Problem requirements -
Quote all of the data below verbatim, reproducing every line without any change.

Items stored from a collection
===
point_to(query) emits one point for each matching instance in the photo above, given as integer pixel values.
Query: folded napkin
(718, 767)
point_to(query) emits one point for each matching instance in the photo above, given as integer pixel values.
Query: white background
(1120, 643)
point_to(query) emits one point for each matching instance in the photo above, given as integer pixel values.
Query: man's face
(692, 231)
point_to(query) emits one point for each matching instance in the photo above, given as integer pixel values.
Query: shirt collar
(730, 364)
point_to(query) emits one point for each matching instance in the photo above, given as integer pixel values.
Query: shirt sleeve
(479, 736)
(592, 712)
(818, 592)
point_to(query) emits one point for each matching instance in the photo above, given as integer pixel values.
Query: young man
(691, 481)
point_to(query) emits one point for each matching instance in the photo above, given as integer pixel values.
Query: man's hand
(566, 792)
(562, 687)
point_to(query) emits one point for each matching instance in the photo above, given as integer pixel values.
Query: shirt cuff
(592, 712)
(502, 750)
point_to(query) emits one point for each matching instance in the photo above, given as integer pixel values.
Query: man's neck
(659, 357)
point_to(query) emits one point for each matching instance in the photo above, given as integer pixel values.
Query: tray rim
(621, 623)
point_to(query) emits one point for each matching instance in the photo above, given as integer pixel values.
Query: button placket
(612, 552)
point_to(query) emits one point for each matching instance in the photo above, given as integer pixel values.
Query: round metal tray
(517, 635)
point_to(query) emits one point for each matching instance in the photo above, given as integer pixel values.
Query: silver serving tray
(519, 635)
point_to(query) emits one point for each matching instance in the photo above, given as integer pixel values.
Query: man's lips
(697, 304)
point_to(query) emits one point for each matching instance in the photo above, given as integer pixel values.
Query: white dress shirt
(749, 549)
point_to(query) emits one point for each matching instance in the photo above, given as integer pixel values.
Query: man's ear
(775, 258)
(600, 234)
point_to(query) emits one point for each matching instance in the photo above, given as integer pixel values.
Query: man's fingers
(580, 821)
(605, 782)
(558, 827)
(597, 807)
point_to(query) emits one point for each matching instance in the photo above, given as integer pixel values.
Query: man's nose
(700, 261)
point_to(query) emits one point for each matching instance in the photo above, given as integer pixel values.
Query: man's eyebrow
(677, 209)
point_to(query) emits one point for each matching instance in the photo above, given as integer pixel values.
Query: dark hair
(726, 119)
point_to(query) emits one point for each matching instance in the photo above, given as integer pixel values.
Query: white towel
===
Task result -
point_to(query) emits one point for each matching instance in the photo above, given as integer pixel values.
Query: folded napkin
(718, 767)
point_to(query) emits one point for each matching instance in the photo above, given as integer pixel values.
Query: white background
(1120, 643)
point_to(query) emits one point for each matching instance in the photo above, given as integer pixel values.
Query: man's face
(692, 231)
point_to(query) emits one point for each matching instance in the photo above, given as integer pixel values.
Query: shirt collar
(730, 364)
point_to(query) emits one point for each matching instance in the photo above, given as integer pixel values.
Query: shirt sleeve
(479, 736)
(592, 712)
(818, 592)
point_to(query) emits one point for each matching instance in the photo above, given as integer pixel values.
Query: young man
(691, 481)
point_to(query) emits one point for each matching instance in the photo above, given as integer pixel values.
Query: man's hand
(566, 792)
(562, 687)
point_to(query) emits one point for each matching instance in the photo above, given as integer pixel values.
Query: shirt cuff
(592, 712)
(502, 750)
point_to(query) emits one point for each matching instance in the photo above, given as integer pixel values.
Query: man's neck
(659, 357)
point_to(query) emits one point for each matching instance in the photo above, given as integer pixel values.
Query: tray rim
(621, 623)
point_to(query) emits one point for each matching instance in the photo above, given as integer pixel values.
Query: button placket
(612, 552)
point_to(query) emits one point for each matching instance in the photo above, given as integer pixel values.
Query: round metal tray
(517, 635)
point_to(query) emits one point for each matching instance in the photo above, given as integer pixel values.
Query: silver serving tray
(519, 635)
point_to(query) emits one point for each matching instance in the photo above, given as integer pixel values.
Query: man's lips
(697, 304)
point_to(query) emits one point for each matching instance in the photo above, given as integer pixel values.
Query: white dress shirt
(749, 549)
point_to(query) emits one point for each matching instance in the photo above, given as integer pixel values.
Query: man's ear
(775, 258)
(600, 234)
point_to(query) emits one point for each matching instance in the photo above, given as integer pixel values.
Query: man's fingers
(580, 821)
(605, 782)
(558, 827)
(597, 807)
point_to(query) emits one point for each matching instance in the photo above, given as integer pixel values.
Query: man's nose
(700, 261)
point_to(query) emits one point for each matching instance in the photo above, given as integer pixel values.
Query: man's eyebrow
(677, 209)
point_to(query) emits one point for each matching instance in the photo above, given as integer pixel values.
Query: dark hair
(726, 119)
point_to(query) emits one point for each matching instance in the photo above, given as integer pixel values.
Query: white towel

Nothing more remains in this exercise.